Source records:
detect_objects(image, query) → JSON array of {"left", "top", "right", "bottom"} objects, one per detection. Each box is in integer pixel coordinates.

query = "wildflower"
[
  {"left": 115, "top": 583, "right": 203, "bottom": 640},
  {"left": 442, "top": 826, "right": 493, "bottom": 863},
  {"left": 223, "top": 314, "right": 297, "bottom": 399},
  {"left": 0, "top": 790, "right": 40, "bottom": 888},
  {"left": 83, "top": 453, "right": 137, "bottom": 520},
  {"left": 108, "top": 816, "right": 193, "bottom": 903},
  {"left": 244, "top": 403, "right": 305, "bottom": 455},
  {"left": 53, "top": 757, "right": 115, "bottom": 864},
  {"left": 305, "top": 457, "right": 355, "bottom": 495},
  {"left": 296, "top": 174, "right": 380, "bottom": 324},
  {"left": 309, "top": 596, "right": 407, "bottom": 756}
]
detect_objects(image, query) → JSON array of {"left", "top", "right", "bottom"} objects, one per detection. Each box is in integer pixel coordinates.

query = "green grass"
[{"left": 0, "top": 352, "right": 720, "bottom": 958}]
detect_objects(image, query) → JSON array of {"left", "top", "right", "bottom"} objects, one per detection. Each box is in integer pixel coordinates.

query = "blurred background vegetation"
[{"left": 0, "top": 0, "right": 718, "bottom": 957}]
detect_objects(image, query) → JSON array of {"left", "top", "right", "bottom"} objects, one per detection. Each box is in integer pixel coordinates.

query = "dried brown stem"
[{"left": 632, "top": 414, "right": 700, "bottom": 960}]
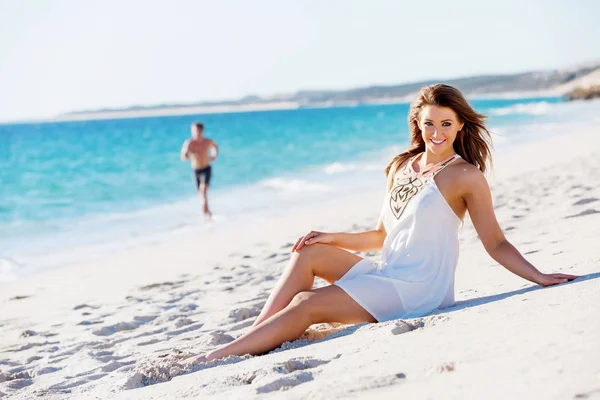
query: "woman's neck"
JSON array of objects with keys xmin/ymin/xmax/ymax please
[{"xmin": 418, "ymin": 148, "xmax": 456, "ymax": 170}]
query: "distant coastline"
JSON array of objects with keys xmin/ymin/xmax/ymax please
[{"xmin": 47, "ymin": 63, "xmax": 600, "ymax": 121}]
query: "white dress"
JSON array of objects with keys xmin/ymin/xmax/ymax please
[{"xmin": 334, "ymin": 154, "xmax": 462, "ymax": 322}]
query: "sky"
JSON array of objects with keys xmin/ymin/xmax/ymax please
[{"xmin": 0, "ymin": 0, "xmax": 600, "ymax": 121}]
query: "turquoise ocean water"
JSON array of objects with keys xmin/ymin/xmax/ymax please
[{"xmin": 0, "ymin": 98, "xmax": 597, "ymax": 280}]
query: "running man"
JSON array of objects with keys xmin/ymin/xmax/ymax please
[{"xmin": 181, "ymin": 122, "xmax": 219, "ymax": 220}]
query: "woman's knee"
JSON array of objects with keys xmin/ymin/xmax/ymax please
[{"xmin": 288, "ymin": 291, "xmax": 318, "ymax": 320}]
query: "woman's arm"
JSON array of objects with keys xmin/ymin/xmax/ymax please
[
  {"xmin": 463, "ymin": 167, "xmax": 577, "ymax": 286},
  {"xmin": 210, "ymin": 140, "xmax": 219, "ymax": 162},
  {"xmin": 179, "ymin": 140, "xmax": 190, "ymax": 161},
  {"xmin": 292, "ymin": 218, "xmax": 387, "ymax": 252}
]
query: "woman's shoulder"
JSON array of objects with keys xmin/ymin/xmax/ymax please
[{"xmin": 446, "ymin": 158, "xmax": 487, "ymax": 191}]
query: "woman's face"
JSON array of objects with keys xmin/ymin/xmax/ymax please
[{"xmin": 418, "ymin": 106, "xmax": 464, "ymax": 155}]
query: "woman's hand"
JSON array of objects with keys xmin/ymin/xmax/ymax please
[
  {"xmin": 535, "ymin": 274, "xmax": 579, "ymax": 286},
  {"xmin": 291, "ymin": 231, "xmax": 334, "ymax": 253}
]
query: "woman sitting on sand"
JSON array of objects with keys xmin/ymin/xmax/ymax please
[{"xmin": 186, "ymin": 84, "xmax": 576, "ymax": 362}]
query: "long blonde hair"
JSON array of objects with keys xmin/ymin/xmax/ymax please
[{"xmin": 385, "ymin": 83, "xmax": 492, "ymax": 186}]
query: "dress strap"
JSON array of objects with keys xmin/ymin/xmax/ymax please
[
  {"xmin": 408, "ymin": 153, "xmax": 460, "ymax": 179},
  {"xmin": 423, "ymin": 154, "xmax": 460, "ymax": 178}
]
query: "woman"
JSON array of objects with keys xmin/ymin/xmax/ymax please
...
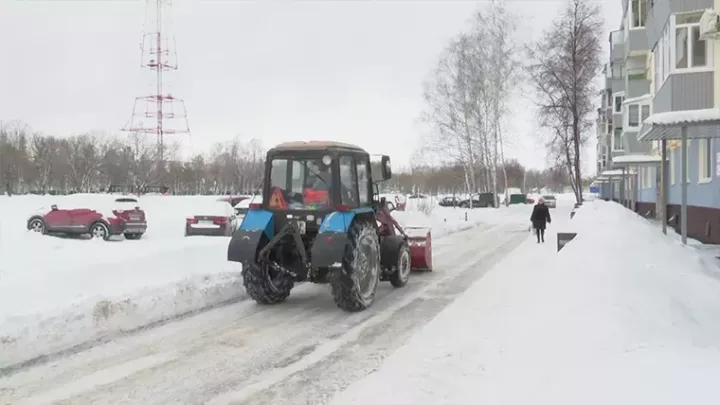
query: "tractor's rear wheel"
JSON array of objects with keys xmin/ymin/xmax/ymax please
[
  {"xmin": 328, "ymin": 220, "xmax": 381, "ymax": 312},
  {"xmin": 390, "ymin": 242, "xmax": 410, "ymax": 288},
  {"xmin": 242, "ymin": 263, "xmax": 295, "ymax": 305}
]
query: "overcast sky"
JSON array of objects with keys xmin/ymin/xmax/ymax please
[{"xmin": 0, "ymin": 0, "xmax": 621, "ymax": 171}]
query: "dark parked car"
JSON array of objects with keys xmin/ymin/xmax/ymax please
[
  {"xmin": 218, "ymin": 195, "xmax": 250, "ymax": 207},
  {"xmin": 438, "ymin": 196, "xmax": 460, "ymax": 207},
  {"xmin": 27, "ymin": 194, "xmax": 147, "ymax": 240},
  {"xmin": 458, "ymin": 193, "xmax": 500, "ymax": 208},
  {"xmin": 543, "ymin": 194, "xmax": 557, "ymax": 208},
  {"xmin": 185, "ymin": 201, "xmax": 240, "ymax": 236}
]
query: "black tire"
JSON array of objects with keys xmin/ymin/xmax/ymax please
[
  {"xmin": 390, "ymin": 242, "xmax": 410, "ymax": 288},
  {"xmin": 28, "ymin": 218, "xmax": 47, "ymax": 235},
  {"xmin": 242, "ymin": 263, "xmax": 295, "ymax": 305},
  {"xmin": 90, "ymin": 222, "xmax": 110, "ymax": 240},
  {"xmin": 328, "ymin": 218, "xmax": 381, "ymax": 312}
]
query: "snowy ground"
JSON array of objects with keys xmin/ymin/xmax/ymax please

#### TASK STATEMENT
Extract every line of the entries above that contains the string "woman". Case counts.

#### EXERCISE OUTPUT
query: "woman's neck"
query: "woman's knee"
query: "woman's arm"
query: "woman's shoulder"
query: "woman's face"
query: "woman's hand"
query: "woman sitting on sand"
query: "woman"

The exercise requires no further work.